++++ Document text ++++

Sallie Jackson

Personal information
- Full name: Sallie Ann Jackson
- Date of birth: 1966
- Position: Defender

Senior career*
- Years: Team / Apps / (Gls)
- Lowestoft Ladies
- Howbury Grange
- Friends of Fulham
- Norwich City
- ACF Milan
- Maidstone United

International career
- 1984-1985: England / 6 / (0)

= Sallie Jackson =

English footballer (born 1966)

Sallie Ann Jackson (born 21 February 1966) is a former footballer who played as a centre back. She won 6 caps for the England Women's national team and was the 66th women capped by England, receiving her legacy number in 2022. She won the Women's FA Cup four times with four different clubs during the 1980s before going to play in Italy.

==Club career==
Jackson's first victory in the Women's FA Cup came in the 1982 final playing for Lowestoft Ladies when they beat Cleveland Spartans 2–0 at Loftus Road. Her second came in 1984 whilst playing for Howbury Grange when they beat Doncaster Belles 4–2 in the final at Sincil Bank.
Her third win was with Friends of Fulham in 1985 when they beat Doncaster Belles 2–0 at Craven Cottage. Jackson got an assist for the opening goal with a through ball to forward Cheryl McAdam. Her victory in 1985 made her the first women to win the competition with three different clubs.

++++

Copy the stretch of the Sallie Jackson text from "English footballer (born" through "at Sincil Bank.", substituting "central defender" for "centre back".

++++ Given information ++++

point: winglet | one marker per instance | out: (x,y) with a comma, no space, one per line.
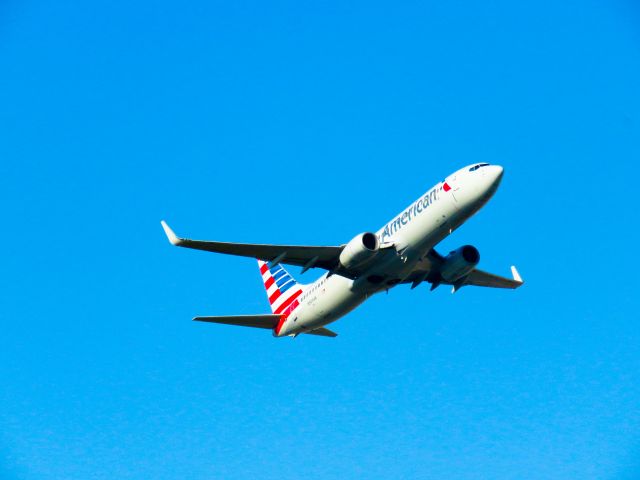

++++

Answer for the task:
English footballer (born 1966)

Sallie Ann Jackson (born 21 February 1966) is a former footballer who played as a central defender. She won 6 caps for the England Women's national team and was the 66th women capped by England, receiving her legacy number in 2022. She won the Women's FA Cup four times with four different clubs during the 1980s before going to play in Italy.

==Club career==
Jackson's first victory in the Women's FA Cup came in the 1982 final playing for Lowestoft Ladies when they beat Cleveland Spartans 2–0 at Loftus Road. Her second came in 1984 whilst playing for Howbury Grange when they beat Doncaster Belles 4–2 in the final at Sincil Bank.